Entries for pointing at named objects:
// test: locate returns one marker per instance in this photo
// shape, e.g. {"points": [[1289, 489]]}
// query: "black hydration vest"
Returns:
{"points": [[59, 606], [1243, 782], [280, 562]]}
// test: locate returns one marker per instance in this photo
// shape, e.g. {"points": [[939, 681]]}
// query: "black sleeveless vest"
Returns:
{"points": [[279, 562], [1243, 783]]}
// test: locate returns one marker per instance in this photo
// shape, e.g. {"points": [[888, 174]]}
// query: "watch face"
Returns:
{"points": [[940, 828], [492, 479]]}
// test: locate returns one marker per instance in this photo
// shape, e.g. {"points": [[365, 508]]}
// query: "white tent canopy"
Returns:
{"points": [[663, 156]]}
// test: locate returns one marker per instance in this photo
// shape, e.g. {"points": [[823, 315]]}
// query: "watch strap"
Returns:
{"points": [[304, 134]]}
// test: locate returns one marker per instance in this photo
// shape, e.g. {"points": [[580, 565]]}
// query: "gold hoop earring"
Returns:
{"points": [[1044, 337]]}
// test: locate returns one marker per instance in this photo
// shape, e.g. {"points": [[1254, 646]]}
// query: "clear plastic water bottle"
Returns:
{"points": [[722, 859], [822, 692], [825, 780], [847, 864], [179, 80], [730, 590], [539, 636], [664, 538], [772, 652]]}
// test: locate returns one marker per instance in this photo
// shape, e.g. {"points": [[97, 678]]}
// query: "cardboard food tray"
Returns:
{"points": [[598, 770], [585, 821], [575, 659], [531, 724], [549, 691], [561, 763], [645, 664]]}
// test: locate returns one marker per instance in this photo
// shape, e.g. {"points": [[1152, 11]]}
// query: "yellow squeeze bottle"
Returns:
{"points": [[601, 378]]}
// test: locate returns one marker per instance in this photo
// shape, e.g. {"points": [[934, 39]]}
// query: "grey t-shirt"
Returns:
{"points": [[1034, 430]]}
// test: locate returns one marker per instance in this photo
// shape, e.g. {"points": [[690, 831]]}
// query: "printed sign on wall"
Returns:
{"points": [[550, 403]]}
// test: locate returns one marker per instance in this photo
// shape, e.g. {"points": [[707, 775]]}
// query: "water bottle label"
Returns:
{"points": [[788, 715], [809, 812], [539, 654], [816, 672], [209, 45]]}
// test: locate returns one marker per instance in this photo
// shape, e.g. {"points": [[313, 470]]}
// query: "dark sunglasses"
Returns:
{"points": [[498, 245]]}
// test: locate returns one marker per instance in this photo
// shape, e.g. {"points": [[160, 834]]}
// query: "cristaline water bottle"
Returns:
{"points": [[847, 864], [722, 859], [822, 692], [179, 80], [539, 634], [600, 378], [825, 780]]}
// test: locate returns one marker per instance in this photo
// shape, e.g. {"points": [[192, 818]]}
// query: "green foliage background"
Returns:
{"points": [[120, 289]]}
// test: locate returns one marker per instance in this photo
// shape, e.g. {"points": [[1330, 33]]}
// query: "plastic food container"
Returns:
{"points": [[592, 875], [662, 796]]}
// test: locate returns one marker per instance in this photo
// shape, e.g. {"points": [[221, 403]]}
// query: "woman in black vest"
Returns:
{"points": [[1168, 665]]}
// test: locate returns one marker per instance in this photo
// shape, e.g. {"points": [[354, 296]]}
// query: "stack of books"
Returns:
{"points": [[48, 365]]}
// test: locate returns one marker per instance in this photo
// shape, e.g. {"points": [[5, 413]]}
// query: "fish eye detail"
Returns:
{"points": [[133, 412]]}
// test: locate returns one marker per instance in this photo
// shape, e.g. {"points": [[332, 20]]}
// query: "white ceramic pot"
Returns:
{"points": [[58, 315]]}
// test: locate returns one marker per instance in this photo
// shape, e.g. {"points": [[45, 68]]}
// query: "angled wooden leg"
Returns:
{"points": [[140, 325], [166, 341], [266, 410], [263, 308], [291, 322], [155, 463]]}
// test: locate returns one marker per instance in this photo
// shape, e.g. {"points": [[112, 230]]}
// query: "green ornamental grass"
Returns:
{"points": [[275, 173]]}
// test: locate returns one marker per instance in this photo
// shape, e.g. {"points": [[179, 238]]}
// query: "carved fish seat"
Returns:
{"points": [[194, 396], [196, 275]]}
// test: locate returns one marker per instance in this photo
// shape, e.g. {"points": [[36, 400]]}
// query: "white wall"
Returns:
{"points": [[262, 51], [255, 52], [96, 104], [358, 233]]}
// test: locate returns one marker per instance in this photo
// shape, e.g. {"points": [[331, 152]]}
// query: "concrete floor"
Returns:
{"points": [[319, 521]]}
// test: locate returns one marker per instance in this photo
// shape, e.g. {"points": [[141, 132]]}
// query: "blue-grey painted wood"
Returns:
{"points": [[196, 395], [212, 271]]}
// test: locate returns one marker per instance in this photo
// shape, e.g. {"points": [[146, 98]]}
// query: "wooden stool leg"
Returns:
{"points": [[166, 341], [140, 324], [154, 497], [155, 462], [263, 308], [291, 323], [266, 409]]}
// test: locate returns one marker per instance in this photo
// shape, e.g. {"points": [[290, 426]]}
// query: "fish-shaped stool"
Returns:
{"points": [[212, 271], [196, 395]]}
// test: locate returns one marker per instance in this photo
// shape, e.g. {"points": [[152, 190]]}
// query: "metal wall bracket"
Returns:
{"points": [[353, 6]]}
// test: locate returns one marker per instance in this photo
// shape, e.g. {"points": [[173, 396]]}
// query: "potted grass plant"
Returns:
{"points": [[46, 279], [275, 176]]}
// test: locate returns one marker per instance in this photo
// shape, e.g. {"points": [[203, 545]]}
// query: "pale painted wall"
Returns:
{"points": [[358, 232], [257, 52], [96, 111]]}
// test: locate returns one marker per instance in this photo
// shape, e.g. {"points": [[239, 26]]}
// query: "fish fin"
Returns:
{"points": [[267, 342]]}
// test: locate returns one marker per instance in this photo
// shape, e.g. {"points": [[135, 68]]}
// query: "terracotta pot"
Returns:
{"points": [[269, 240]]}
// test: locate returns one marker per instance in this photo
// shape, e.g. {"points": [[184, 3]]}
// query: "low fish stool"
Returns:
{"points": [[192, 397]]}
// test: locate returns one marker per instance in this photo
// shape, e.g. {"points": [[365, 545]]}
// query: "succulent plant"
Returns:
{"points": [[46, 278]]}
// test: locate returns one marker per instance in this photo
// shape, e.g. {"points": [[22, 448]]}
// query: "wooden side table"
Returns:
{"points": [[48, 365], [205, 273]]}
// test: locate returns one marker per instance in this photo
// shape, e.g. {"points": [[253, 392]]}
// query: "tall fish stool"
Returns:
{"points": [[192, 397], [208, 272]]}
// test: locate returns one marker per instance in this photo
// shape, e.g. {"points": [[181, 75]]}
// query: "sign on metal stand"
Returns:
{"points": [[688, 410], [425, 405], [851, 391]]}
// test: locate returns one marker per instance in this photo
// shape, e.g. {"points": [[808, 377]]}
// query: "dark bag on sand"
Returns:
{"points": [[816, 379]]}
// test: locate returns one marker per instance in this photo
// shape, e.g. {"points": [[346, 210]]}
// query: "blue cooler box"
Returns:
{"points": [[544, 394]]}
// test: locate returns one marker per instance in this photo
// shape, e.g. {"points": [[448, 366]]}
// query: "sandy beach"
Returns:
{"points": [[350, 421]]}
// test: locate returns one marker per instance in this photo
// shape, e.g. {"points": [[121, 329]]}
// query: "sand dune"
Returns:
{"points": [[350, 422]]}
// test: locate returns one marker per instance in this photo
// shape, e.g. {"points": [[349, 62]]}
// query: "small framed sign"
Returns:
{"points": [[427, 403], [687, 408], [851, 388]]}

Work to be completed: Find every line in the entries above that contains the string "plant", matching case exactly, and copy each of those lines.

Response below:
// query: "potted grass plant"
// query: "succulent plant"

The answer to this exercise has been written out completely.